**DESCRIPTION OF THE TASK**
Rescale the records from the line with "bush shown above." up to and including the line with "x=105, y=534" by writing out every line in that span, and nothing else, with each pin coordinate multiplied by 0.7 and rounded to a whole number, halves rounding up. All other text in the span stays unchanged.

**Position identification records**
===
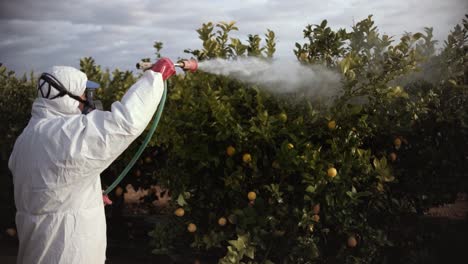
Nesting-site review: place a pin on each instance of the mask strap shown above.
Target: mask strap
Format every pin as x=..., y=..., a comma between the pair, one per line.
x=54, y=82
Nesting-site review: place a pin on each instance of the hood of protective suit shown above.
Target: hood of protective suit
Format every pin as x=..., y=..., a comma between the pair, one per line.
x=74, y=81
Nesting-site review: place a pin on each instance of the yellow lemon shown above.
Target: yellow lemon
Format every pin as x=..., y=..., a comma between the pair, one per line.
x=230, y=151
x=222, y=221
x=192, y=227
x=332, y=172
x=252, y=196
x=352, y=242
x=247, y=158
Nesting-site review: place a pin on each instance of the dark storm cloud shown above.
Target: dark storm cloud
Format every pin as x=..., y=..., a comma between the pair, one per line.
x=38, y=34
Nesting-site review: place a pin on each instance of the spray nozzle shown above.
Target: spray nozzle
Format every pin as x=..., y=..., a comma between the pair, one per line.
x=186, y=65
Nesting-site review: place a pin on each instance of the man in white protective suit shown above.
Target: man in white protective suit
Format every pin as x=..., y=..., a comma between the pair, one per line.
x=57, y=160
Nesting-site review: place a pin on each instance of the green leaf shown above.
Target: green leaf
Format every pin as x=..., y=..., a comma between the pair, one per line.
x=250, y=252
x=181, y=201
x=311, y=188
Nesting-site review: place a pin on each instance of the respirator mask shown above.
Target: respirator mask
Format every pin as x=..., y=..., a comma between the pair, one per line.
x=89, y=103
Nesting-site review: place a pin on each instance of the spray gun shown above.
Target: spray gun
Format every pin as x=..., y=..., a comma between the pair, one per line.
x=186, y=65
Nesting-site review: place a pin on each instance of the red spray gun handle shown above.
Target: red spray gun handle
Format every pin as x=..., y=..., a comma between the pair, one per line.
x=186, y=65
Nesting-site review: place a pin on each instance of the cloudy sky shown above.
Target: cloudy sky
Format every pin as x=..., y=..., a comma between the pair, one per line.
x=36, y=34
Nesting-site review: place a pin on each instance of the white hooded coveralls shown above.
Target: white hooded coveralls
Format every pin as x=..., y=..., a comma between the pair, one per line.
x=56, y=163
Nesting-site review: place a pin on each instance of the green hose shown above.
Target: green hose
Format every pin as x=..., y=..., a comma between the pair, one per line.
x=148, y=137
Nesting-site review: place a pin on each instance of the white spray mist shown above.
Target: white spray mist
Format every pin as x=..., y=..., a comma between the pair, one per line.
x=279, y=76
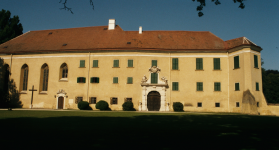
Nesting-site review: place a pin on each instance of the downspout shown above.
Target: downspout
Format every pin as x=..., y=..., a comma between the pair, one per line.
x=88, y=78
x=170, y=79
x=10, y=67
x=228, y=82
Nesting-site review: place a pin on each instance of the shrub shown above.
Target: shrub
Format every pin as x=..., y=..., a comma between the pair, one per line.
x=128, y=106
x=177, y=106
x=83, y=105
x=102, y=105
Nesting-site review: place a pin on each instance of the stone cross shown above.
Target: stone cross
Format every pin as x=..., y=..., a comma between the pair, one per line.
x=32, y=95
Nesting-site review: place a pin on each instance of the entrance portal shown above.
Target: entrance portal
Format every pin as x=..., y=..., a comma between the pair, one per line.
x=60, y=102
x=153, y=101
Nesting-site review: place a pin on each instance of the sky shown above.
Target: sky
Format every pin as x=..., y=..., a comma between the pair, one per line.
x=259, y=21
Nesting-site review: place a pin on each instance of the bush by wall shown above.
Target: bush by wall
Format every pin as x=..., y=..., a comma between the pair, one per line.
x=83, y=105
x=128, y=106
x=102, y=105
x=177, y=106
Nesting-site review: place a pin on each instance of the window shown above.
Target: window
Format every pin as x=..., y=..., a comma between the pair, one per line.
x=175, y=86
x=237, y=104
x=78, y=99
x=130, y=63
x=44, y=77
x=217, y=86
x=257, y=86
x=130, y=80
x=94, y=80
x=154, y=63
x=128, y=99
x=175, y=64
x=115, y=63
x=199, y=86
x=113, y=100
x=216, y=63
x=24, y=77
x=82, y=64
x=115, y=79
x=154, y=78
x=256, y=61
x=199, y=64
x=95, y=63
x=236, y=62
x=92, y=100
x=237, y=86
x=81, y=79
x=63, y=71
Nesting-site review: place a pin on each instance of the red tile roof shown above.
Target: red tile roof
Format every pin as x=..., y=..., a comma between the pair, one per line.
x=99, y=38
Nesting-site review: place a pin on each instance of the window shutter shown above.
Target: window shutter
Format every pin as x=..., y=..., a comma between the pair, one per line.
x=154, y=63
x=175, y=86
x=216, y=63
x=95, y=63
x=115, y=63
x=237, y=86
x=175, y=63
x=236, y=62
x=154, y=78
x=255, y=61
x=217, y=86
x=257, y=86
x=199, y=64
x=82, y=63
x=130, y=63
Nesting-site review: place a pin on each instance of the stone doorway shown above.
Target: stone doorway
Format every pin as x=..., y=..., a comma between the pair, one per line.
x=60, y=102
x=153, y=101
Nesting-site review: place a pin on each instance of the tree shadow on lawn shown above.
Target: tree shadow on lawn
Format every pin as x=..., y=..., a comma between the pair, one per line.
x=143, y=132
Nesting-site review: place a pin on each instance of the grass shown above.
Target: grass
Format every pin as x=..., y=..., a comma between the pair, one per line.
x=133, y=130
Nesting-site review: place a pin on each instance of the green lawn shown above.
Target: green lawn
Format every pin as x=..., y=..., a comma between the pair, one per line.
x=133, y=130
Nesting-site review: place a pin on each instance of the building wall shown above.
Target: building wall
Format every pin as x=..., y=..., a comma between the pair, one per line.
x=186, y=75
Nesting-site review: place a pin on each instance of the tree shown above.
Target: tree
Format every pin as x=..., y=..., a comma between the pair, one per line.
x=9, y=27
x=9, y=95
x=199, y=8
x=217, y=2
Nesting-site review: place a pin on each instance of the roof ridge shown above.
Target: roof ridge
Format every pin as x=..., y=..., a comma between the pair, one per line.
x=15, y=37
x=69, y=28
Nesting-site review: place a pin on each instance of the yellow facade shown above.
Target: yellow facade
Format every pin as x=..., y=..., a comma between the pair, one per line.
x=187, y=77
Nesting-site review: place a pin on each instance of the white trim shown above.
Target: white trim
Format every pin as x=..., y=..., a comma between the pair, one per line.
x=245, y=51
x=138, y=55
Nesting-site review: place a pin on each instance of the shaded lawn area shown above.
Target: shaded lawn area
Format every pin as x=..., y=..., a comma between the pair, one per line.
x=133, y=130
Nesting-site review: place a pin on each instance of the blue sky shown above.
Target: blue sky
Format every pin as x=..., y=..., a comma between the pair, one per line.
x=259, y=21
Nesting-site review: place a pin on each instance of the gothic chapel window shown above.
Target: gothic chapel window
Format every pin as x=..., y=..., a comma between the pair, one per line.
x=24, y=77
x=64, y=71
x=44, y=77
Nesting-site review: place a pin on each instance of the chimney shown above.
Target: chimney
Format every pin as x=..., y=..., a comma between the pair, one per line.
x=111, y=24
x=140, y=30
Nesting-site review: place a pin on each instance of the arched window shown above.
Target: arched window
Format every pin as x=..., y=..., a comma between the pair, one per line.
x=63, y=72
x=24, y=77
x=44, y=77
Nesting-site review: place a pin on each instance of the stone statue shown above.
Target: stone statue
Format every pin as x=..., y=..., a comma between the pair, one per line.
x=144, y=79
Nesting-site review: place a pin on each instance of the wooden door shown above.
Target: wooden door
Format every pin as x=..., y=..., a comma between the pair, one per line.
x=60, y=102
x=153, y=101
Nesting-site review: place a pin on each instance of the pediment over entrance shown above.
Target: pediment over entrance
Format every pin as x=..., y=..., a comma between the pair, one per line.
x=161, y=81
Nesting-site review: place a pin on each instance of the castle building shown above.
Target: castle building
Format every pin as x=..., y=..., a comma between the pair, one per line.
x=153, y=69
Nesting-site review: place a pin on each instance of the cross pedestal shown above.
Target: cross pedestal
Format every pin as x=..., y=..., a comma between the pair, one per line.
x=32, y=95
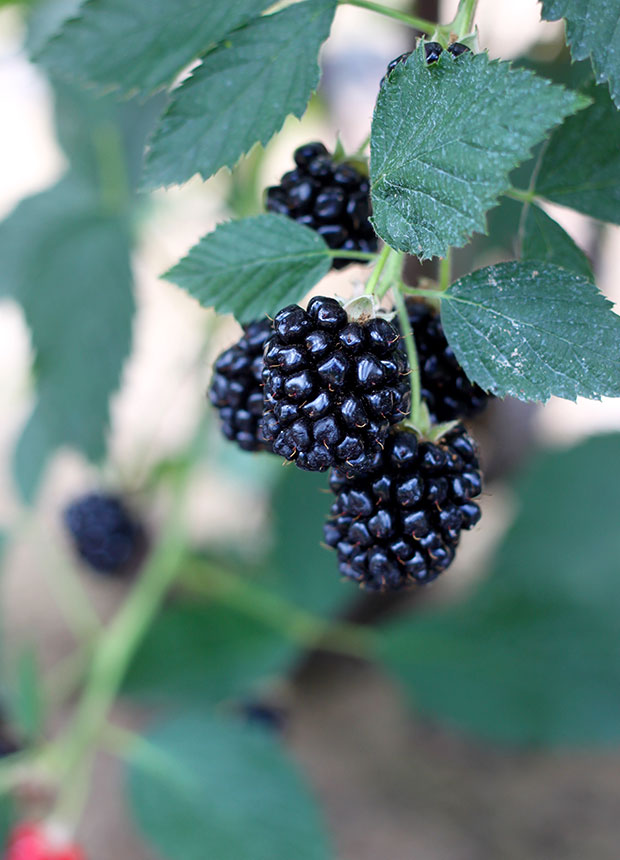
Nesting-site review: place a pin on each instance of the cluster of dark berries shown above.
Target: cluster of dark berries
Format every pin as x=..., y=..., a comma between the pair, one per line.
x=447, y=391
x=105, y=535
x=432, y=52
x=237, y=388
x=332, y=386
x=401, y=523
x=331, y=198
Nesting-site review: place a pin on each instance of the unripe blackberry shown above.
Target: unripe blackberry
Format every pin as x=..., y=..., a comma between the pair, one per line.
x=400, y=524
x=105, y=535
x=333, y=386
x=447, y=391
x=236, y=389
x=333, y=199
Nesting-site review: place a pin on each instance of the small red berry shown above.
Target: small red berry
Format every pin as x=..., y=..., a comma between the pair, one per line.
x=37, y=842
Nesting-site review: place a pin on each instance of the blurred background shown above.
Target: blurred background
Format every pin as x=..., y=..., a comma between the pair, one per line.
x=391, y=782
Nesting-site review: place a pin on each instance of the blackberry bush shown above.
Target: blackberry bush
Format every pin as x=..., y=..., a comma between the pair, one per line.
x=333, y=386
x=331, y=198
x=446, y=390
x=400, y=524
x=105, y=534
x=236, y=389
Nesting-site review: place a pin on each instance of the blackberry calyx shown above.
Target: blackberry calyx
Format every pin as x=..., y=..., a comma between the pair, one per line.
x=400, y=524
x=447, y=391
x=236, y=389
x=105, y=535
x=332, y=386
x=332, y=199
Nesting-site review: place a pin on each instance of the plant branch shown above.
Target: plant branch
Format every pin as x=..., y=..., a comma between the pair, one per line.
x=427, y=27
x=245, y=595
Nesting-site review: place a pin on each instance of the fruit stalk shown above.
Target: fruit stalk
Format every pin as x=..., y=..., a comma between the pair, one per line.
x=413, y=21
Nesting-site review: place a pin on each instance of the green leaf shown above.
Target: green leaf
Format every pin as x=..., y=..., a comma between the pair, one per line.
x=198, y=654
x=544, y=239
x=534, y=655
x=241, y=93
x=237, y=797
x=67, y=263
x=444, y=139
x=141, y=45
x=253, y=266
x=533, y=330
x=592, y=30
x=581, y=165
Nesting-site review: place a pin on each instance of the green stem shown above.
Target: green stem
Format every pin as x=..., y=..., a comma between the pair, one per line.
x=116, y=647
x=464, y=19
x=445, y=272
x=417, y=413
x=421, y=24
x=373, y=280
x=359, y=152
x=302, y=627
x=524, y=195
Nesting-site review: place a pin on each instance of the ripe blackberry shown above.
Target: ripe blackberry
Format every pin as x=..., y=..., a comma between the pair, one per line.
x=105, y=535
x=333, y=199
x=432, y=51
x=400, y=524
x=333, y=386
x=447, y=391
x=236, y=389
===
**EXPECTED ANSWER**
Nesting-site review: place a pin on each instance of the blackberry bush shown above.
Target: blackberry bush
Format every pin as x=..., y=..., a comma between the pair, one per line.
x=233, y=270
x=232, y=139
x=312, y=273
x=280, y=367
x=74, y=374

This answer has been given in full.